### TASKS TO PERFORM
1) Decide whether each statement agrees with the thread about laying a printed track plan: (a) the Adobe software reduced the printout to fit the page; (b) the printed pages should go edge to edge; (c) the centerline was traced onto the foam with a marker. Answer yes or no for each and quote the deciding words.
2) Resume the thread about laying a printed track plan after its final post.

### DOCUMENT SEGMENT
*****
# Question about laying track plan printed from AnyRail



## Burbs (Mar 28, 2014)

I printed out my layout in 1:1 ration and I had a question about how to place the pieces of paper. Am I supposed to overlay them like in the first picture? Or am I supposed to put the pieces edge to edge in picture 2? 

Thanks!


----------



## JeffHurl (Apr 22, 2021)

You overlap them.

Be sure it's really 1:1. I exported to pdf, then printed the PDF. When I printed, the Adobe software shrunk the print to fit the page, and it ended up being about 10-15% smaller that it should have.

It took me a while to figure that out.

Find a piece of paper with a short section of track for which you know the exact length, and measure the printout just to be sure before laying it down.

I just got done doing my n scale layout and traced the center line onto the foam below by using an old dull ball point pen to "carve" the centerline into the top of the foam.


----------



## gunrunnerjohn (Nov 10, 2010)

You obviously would have to overlap them, you can see that it doesn't match up if you leave the margin.
*****
### DATASET EXCERPTS
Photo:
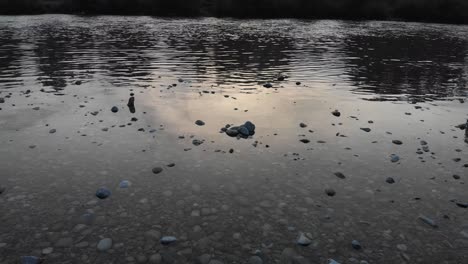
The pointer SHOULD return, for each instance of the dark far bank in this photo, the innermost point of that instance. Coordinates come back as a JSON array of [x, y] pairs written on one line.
[[441, 11]]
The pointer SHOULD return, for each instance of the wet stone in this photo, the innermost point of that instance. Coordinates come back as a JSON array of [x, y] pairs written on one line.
[[103, 193], [30, 260], [104, 244], [340, 175], [330, 192], [355, 244], [157, 170], [166, 240], [303, 240]]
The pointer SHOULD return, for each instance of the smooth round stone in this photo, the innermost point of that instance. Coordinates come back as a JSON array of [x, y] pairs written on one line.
[[157, 170], [47, 251], [103, 193], [330, 192], [394, 158], [104, 244], [166, 240], [243, 131], [30, 260], [255, 260], [303, 240], [155, 258], [124, 184], [355, 244]]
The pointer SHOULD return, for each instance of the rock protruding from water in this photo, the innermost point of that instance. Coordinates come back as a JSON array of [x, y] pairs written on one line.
[[103, 193], [243, 131]]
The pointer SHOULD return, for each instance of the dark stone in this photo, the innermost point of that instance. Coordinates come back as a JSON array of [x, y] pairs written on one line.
[[330, 192], [340, 175], [166, 240], [103, 193], [232, 131], [243, 131], [157, 170], [336, 113], [30, 260], [355, 244]]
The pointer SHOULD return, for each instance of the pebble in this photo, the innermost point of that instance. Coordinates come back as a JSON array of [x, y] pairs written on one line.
[[428, 221], [303, 240], [103, 193], [166, 240], [355, 244], [340, 175], [255, 260], [330, 192], [157, 170], [390, 180], [30, 260], [104, 244], [394, 158], [47, 251], [124, 184]]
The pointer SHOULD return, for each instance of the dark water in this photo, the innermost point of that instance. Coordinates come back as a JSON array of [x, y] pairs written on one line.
[[381, 58], [232, 200]]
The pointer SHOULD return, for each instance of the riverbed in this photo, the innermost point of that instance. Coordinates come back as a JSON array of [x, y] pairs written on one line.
[[358, 137]]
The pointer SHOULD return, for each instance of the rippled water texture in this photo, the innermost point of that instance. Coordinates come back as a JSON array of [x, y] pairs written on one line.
[[386, 168]]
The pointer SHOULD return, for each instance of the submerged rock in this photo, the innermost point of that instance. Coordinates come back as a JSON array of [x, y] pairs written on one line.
[[103, 193], [157, 170], [394, 158], [428, 221], [104, 244], [303, 240], [166, 240], [30, 260], [355, 244]]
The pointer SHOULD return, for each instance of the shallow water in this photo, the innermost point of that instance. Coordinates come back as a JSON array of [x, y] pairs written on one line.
[[409, 79]]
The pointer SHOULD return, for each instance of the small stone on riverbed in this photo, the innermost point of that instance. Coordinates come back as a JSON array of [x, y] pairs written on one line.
[[104, 244], [103, 193], [157, 170], [166, 240]]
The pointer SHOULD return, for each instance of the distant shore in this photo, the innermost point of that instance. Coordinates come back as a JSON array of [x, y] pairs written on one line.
[[448, 11]]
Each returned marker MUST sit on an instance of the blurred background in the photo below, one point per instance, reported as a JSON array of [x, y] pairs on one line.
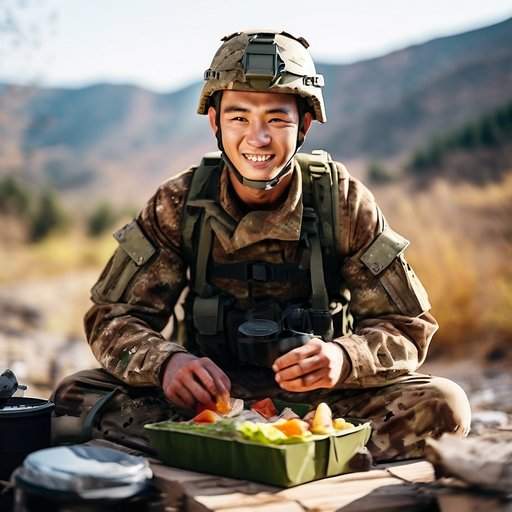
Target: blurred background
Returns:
[[97, 107]]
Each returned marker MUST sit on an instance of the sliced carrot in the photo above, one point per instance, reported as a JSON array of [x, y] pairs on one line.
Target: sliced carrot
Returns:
[[265, 407], [293, 427], [206, 416], [223, 404]]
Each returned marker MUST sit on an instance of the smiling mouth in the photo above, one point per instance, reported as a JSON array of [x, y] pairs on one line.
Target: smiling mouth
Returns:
[[257, 158]]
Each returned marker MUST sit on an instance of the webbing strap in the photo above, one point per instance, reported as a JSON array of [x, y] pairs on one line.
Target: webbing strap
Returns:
[[201, 286], [258, 271], [202, 186], [320, 298]]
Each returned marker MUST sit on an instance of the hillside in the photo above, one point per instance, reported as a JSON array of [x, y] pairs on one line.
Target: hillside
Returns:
[[120, 141], [479, 151]]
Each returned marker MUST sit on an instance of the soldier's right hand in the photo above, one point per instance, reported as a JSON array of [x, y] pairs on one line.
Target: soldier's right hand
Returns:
[[188, 380]]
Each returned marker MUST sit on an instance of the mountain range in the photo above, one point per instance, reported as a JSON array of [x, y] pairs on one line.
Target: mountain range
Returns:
[[120, 141]]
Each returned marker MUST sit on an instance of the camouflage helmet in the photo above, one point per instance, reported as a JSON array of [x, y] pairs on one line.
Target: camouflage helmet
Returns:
[[264, 60]]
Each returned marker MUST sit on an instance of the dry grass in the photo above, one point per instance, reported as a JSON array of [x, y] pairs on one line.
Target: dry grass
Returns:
[[58, 254], [462, 250]]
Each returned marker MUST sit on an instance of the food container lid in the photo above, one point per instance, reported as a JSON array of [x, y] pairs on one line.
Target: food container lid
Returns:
[[16, 407], [91, 472]]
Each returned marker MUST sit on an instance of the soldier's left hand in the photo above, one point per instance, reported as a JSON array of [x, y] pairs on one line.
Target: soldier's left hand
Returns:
[[317, 364]]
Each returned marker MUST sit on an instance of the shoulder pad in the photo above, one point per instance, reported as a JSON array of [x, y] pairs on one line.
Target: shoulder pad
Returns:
[[383, 250], [134, 243]]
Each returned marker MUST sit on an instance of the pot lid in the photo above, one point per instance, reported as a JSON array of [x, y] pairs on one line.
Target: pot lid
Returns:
[[92, 472]]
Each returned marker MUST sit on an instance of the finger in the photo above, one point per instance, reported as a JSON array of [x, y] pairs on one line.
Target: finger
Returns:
[[295, 355], [204, 377], [302, 367], [313, 380], [222, 382], [184, 395], [199, 393]]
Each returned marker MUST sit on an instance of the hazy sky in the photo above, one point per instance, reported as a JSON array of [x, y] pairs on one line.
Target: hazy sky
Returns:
[[163, 44]]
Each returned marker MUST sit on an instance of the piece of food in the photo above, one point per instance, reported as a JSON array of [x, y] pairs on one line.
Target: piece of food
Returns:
[[223, 404], [342, 424], [206, 416], [293, 427], [288, 414], [322, 420], [236, 407], [265, 407], [263, 433]]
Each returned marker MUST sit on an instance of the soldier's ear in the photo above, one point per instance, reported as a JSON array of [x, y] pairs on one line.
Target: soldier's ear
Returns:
[[212, 119]]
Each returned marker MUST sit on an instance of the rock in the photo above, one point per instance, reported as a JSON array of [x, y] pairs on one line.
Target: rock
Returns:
[[483, 461]]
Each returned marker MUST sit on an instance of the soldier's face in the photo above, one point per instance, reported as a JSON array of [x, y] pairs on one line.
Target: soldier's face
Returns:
[[259, 131]]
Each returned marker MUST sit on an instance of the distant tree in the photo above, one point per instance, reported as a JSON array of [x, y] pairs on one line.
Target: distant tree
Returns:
[[102, 218], [47, 217], [379, 174], [14, 198]]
*****
### EXERCISE RESPONSES
1)
(a) Yes: "the Adobe software shrunk the print to fit the page"
(b) No: "You overlap them."
(c) No: "using an old dull ball point pen to "carve" the centerline into the top of the foam"

2)
Here's your clue, note how if you overlapped these (and cut the one side right at the line to remove the margin overlap, they'd match up perfectly. You might consider trimming and putting clear tape on to hold some of the pieces together in a larger sheet.


----------



## JeffHurl (Apr 22, 2021)

Also, if you have a 1'x1' grid on your track plan, you can use a yeardstick to be sure the grid is 12" when taping a couple sheets together.


----------



## Burbs (Mar 28, 2014)

I appreciate all the replies. I did lay it all out overlapping but as I was looking it over, I just wanted to double check.
Thanks for the help.


----------



## MichaelE (Mar 7, 2018)

What John said. Cut off the margins at the black line and join them with tape. It's obvious from the photo that those don't line up edge to edge with the margin in the way.


----------



## gunrunnerjohn (Nov 10, 2010)

I just cut one side of the margins, that gives me some paper overlap and I can still match up the plan for exact sizing. I've only done this on a trial basis, my overall layout is 36' long and would require a LOT of paper to print 1:1. 😂


----------



## MichaelE (Mar 7, 2018)

Yes, O scale would require a tree or two in your case.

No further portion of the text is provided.